With Michael Dell once again at the controls of the company founded in 1984, analysts are trying to cipher out if the company’s long-standing direct-to-customer model is still viable or if a change is in order.

While Dell does have a large, mall-based kiosk program where customers can see and order PCs, it has stayed true to its direct-to-customer roots; however, with the effectiveness of this model now in question, the idea of Dell trying something retail-oriented is gaining some traction among certain industry watchers.

The one unanimous thought is whichever path Dell chooses, he is now solely responsible for its success or failure after ousting his right-hand man and company CEO Kevin Rollins on Jan. 31. Rollins resigned his leadership role and from the board with no notice or explanation. With Rollins out of the picture industry watchers believe Dell will have to make some major changes on his own.

The first move was made late last week when Dell started selling two Sony Bravia LCD TVs and said it is looking to add more brands to its merchandise mix. Dell gave no further details at press time.

“Kicking [Rollins] under the bus was not the right thing to do,” Steve Baker, industry analysis VP for The NPD Group said, “plus Dell had been hands on as chairman, so if the problems could have been fixed, he should have done so already.”

The primary problems confronting Dell, both the man and the company, include very heated competition from a resurgent Hewlett-Packard, which has grabbed the lead in worldwide PC shipments from Dell and made inroads in U.S. share since Mark Hurd took over as CEO, according to data from IDC and Gartner. Other issues involve continuing difficulty connecting with the consumer market, a possible de-listing by NASDAQ, and recent allegations spun off from an anti-trust lawsuit by chip-maker AMD that claim Dell received, then hid, payments from stockholders from Intel to only use that company’s processors.

“Things have not gone well for Dell in the last two years. [Fourth-quarter 2006] PC shipments were down 8 percent on a worldwide basis compared to a year ago, and it has been pushed into second place by HP in the leader table. Its stock price is 30 percent down compared to when Kevin Rollins took over in 2004. It is also the subject of an SEC investigation,” said Charles Smulders, Gartner’s managing VP of its client computing group.

Regaining its place atop the market is expected to be Dell’s first chore. Since the company has lagged under its direct model, the quickest fix suggested is for Dell to go retail in some fashion. However, this so greatly contrasts with how Dell is constructed to do business that analysts believe it would be a very difficult, but not impossible to change.

★ ★ ★ ★ ★ ★ ★

What you need to do:
• A. For each statement, say yes or no to whether the Dell article supports it, and quote the words from the article that decide it: (i) Dell began selling two Sony Bravia LCD TVs. (ii) Rollins gave an explanation when he left the board. (iii) Dell's worldwide PC shipments for fourth-quarter 2006 rose 8 percent from a year earlier.
• B. Proceed with the Dell article, writing on from its final sentence.
The entries have nothing to do with the Dell article.

★ ★ ★ ★ ★ ★ ★

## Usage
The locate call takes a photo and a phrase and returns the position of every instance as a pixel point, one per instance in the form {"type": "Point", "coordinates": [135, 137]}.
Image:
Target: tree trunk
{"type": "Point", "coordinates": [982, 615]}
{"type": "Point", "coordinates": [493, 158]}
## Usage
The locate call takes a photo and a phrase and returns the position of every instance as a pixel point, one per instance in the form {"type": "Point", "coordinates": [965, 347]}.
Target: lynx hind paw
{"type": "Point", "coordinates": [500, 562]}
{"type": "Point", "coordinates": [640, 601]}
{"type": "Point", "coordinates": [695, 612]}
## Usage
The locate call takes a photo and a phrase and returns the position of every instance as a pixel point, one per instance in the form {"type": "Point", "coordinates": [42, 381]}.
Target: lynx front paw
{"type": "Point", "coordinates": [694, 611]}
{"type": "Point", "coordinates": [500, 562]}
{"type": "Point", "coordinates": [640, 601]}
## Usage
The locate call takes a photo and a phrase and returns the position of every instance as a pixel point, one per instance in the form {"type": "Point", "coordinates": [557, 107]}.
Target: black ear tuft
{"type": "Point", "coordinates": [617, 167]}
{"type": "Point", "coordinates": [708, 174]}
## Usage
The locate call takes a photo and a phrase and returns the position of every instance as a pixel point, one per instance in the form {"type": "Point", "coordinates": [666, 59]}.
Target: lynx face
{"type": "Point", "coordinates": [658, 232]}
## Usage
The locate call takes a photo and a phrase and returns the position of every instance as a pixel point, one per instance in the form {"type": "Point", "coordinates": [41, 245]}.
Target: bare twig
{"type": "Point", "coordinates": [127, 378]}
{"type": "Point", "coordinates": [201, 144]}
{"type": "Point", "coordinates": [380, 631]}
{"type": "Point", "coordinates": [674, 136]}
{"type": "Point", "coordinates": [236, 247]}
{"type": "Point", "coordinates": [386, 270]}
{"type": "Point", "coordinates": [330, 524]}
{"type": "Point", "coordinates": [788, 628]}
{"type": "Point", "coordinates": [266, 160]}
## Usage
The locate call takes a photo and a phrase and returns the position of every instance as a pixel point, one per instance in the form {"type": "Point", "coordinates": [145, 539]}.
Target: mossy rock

★ ★ ★ ★ ★ ★ ★

Outputs by task:
• A.
(i) Yes: "Dell started selling two Sony Bravia LCD TVs"
(ii) No: "Rollins resigned his leadership role and from the board with no notice or explanation."
(iii) No: "PC shipments were down 8 percent on a worldwide basis compared to a year ago"

• B.
“This would be a challenge. The fabric of Dell is its direct model,” said David Daoud, IDC’s manager of U.S quarterly PC tracker and personal systems.

Dell’s build-to-order model allows it to collect money from its customers first and then deliver the product, but going to a build-to-forecast situation creates the headache of forecasting demand, inventory and dealing with a third party — retailers, Daoud said, adding the direct model, as currently operated, is failing and he sees either Dell changing how it handles the direct business or some type of channel strategy.

On a positive note, Daoud called Dell’s staff resourceful and he expects the company to turn itself around at some point.

Baker said HP needs a much stronger consumer focus, but going retail à la HP probably is not in the cards.

“A Dell store might work, but traditional retail would be hard. They just don’t know it,” Baker said, adding that Dell is set in its direct model and it must figure out how to make that work.

Smulders believes it is highly unlikely Dell will continue with a purely direct model.

A shake-up in the company’s merchandise mix could also be forthcoming, Baker said, although getting away from a category such as flat-panel TVs or printers would be difficult considering how much time, energy and money have been devoted to these segments.

“The company needs to accelerate its push into higher-margin enterprise product and services. This may involve acquisitions. At the same time, if it wants to continue to be a global player, it needs to find ways to better address the needs of consumers and customers in emerging markets,” Smulders said.

All the analysts believe that Dell will stay on as CEO until the company is fixed. As when Steve Jobs came back to run Apple, Dell’s hands on the wheel will help rebuild investor confidence and show that the company is serious about a turnaround, Daoud said.